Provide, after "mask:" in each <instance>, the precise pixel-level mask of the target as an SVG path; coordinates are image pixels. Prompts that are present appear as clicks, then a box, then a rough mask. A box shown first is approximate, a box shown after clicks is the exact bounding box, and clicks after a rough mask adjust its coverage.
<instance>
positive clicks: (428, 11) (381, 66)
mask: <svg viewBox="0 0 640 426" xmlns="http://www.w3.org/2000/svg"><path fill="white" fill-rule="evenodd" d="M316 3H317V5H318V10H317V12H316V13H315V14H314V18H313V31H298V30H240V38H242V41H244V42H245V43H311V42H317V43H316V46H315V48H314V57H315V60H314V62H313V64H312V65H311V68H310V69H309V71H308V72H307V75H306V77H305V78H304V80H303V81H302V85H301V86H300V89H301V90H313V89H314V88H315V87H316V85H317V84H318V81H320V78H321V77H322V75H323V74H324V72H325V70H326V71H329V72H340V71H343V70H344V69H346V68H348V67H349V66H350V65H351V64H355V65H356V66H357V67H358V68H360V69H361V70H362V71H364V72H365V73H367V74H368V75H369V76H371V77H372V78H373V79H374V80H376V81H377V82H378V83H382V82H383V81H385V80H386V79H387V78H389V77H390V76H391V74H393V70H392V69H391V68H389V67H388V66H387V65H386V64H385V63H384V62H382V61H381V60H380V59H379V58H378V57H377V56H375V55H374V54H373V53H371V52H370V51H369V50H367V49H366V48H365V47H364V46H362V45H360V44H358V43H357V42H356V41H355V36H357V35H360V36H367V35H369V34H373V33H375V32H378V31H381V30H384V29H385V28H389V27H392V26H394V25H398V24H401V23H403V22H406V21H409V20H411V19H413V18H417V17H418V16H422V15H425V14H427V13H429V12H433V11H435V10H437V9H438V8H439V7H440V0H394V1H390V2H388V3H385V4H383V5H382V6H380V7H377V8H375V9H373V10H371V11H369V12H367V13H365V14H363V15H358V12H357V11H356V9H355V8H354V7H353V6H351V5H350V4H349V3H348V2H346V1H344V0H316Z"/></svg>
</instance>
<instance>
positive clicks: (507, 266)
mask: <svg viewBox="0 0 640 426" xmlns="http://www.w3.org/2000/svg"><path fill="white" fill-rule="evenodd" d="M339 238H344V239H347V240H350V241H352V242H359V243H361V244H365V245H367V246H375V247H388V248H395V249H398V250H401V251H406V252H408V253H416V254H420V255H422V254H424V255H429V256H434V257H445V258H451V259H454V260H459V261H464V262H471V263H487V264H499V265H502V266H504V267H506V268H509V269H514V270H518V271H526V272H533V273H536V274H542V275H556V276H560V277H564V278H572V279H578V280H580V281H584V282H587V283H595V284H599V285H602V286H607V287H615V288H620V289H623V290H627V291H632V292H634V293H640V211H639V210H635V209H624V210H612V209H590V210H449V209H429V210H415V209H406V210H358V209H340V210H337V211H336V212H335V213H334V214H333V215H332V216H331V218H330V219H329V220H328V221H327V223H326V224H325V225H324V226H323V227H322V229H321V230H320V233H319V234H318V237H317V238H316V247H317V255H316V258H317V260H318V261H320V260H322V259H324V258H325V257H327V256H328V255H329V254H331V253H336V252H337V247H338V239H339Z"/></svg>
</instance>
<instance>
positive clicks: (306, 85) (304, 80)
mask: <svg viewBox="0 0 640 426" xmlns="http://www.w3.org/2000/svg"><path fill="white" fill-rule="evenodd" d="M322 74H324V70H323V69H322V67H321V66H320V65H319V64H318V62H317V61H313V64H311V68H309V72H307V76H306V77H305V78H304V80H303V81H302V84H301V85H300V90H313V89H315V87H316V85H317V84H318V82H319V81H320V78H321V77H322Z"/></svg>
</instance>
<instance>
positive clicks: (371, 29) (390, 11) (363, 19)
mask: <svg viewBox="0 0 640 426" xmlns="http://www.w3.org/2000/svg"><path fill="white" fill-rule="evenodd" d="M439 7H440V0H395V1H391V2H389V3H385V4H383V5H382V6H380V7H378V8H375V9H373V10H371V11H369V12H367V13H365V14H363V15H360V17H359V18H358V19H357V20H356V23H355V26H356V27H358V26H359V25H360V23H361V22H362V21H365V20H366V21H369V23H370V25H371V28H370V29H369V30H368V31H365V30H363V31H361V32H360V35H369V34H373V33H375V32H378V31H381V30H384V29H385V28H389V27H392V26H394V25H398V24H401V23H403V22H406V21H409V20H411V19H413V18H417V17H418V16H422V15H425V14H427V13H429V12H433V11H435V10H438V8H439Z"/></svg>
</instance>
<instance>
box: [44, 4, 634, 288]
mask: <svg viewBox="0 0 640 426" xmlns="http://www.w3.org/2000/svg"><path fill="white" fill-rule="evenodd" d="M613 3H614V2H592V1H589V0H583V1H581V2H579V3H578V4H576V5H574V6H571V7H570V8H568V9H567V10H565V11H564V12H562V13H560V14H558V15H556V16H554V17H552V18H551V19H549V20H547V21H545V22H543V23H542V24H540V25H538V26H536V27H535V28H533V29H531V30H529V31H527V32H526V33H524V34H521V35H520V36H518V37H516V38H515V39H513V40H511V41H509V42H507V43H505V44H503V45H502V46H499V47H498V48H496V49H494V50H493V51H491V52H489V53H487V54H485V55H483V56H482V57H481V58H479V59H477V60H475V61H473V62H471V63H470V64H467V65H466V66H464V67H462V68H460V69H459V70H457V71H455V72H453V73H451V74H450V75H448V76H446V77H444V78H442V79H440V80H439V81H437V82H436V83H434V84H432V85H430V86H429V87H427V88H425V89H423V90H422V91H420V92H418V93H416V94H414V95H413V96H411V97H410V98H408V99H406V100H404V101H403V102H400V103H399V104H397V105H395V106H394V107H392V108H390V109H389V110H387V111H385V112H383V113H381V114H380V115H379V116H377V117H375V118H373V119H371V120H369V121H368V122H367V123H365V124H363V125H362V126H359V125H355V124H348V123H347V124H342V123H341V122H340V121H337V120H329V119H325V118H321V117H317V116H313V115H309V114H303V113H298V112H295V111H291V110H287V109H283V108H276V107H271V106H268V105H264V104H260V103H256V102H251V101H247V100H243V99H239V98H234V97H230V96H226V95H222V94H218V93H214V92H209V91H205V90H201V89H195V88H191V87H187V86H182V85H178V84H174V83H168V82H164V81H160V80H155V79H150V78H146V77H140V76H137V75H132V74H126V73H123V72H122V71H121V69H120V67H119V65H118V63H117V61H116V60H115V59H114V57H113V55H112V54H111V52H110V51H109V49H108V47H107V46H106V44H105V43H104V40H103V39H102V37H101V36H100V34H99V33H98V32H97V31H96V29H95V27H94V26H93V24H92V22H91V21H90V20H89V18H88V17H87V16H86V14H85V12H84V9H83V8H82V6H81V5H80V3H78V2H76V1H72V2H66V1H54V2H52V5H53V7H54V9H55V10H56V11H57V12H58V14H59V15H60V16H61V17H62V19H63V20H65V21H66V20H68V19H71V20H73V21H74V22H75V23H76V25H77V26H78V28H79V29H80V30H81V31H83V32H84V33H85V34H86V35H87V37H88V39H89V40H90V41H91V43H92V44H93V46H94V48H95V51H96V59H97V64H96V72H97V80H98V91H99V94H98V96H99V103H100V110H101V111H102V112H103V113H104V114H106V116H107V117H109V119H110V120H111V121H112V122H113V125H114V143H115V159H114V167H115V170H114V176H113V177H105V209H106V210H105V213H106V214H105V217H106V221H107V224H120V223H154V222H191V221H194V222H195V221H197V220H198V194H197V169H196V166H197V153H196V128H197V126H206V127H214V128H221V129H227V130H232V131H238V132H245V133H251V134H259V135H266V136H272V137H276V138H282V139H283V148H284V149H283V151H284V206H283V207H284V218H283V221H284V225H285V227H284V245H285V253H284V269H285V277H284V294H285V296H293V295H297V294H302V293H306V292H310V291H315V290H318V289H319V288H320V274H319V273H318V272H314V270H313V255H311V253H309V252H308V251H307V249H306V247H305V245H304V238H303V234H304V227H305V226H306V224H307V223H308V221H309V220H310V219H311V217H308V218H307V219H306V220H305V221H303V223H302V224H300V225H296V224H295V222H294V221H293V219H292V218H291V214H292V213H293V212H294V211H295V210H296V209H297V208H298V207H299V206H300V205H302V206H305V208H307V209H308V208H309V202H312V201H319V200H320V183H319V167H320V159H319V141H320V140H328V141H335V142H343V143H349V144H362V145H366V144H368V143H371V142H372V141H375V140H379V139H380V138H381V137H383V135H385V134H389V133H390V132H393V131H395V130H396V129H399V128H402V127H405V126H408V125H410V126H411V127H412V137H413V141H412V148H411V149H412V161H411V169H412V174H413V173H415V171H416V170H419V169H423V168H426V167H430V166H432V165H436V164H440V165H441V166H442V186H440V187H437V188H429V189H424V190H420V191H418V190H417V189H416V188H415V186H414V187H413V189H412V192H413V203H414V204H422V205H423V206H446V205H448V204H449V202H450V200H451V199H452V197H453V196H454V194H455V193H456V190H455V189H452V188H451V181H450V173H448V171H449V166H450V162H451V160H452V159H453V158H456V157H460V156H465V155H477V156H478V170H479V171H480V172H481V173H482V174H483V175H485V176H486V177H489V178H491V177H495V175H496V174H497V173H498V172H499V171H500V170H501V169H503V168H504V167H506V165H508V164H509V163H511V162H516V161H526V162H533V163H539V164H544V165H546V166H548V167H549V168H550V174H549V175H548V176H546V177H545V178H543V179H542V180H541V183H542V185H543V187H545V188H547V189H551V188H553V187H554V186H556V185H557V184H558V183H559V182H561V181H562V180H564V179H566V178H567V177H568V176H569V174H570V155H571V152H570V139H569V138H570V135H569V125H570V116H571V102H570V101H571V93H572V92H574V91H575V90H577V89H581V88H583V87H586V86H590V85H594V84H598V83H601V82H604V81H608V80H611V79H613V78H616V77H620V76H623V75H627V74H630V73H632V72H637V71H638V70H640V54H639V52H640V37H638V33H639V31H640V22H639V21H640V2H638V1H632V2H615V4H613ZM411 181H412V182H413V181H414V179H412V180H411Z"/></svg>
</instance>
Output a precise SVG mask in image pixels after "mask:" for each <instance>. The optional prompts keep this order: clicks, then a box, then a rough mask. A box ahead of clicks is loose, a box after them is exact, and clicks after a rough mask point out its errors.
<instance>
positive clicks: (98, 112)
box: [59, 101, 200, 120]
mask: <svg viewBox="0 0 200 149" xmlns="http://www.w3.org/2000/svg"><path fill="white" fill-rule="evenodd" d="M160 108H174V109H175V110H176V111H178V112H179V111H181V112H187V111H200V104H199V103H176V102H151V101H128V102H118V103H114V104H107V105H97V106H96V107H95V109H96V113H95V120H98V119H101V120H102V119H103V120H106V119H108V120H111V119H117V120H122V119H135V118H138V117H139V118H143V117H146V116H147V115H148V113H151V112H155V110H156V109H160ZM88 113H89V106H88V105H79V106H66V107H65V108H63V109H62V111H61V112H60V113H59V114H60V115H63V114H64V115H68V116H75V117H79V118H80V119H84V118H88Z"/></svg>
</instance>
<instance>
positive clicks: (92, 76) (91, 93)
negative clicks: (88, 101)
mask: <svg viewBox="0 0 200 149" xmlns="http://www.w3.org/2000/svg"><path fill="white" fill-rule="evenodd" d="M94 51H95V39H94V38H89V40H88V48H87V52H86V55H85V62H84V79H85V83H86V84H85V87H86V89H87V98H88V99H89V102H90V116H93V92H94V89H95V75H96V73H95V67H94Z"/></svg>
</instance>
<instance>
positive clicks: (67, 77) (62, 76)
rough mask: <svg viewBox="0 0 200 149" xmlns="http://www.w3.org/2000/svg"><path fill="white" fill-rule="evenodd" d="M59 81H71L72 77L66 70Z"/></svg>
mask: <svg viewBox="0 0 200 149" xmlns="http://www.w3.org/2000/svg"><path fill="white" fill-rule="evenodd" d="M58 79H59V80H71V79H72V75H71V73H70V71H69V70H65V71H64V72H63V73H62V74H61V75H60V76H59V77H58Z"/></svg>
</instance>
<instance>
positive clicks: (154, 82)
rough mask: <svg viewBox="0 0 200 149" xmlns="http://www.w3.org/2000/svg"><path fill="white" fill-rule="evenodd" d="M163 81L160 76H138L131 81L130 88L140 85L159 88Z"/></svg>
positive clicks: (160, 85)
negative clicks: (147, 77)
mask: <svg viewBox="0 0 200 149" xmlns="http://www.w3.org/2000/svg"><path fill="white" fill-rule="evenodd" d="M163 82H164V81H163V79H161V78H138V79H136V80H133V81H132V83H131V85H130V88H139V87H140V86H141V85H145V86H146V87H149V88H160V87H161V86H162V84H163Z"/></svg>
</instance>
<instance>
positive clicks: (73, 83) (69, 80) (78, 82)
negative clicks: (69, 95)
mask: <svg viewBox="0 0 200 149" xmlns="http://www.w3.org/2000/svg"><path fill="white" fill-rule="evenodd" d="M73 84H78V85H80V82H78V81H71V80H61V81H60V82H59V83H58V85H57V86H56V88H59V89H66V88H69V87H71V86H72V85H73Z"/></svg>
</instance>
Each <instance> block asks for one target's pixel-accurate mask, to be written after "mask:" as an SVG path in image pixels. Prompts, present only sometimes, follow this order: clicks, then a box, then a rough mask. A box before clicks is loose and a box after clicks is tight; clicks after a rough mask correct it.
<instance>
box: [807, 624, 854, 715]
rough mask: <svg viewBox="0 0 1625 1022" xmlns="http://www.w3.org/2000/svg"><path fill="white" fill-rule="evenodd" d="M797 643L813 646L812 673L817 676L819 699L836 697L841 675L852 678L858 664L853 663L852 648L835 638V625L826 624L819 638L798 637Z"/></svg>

[EXERCISE AIM]
Word for word, restate the lines running from the one containing "negative clicks: (147, 77)" through the final line of the records above, and nothing besides.

[TASK SOLUTION]
negative clicks: (147, 77)
mask: <svg viewBox="0 0 200 149" xmlns="http://www.w3.org/2000/svg"><path fill="white" fill-rule="evenodd" d="M163 82H164V81H163V79H161V78H138V79H136V80H133V81H132V83H131V85H130V88H139V87H140V86H141V85H145V86H146V87H149V88H160V87H161V86H162V84H163Z"/></svg>
</instance>
<instance>
positive clicks: (73, 83) (69, 80) (78, 82)
negative clicks: (69, 95)
mask: <svg viewBox="0 0 200 149" xmlns="http://www.w3.org/2000/svg"><path fill="white" fill-rule="evenodd" d="M73 84H78V85H80V82H78V81H71V80H61V81H60V82H59V83H58V85H57V86H56V88H59V89H66V88H69V87H71V86H72V85H73Z"/></svg>
</instance>
Each <instance> block asks for one target's pixel-accurate mask, to be written after "mask:" as an SVG path in image pixels. Prompts, present only sometimes, follow this order: clicks, then a box, then a rough mask. A box before clicks is loose and a box after clicks is tight; clicks after a rough mask correct it.
<instance>
box: [807, 624, 854, 715]
rough mask: <svg viewBox="0 0 1625 1022" xmlns="http://www.w3.org/2000/svg"><path fill="white" fill-rule="evenodd" d="M797 643L813 646L812 673L817 676L819 699L836 697L841 675L852 678L858 664L853 663L852 648L835 638V625L826 624L819 638L798 637Z"/></svg>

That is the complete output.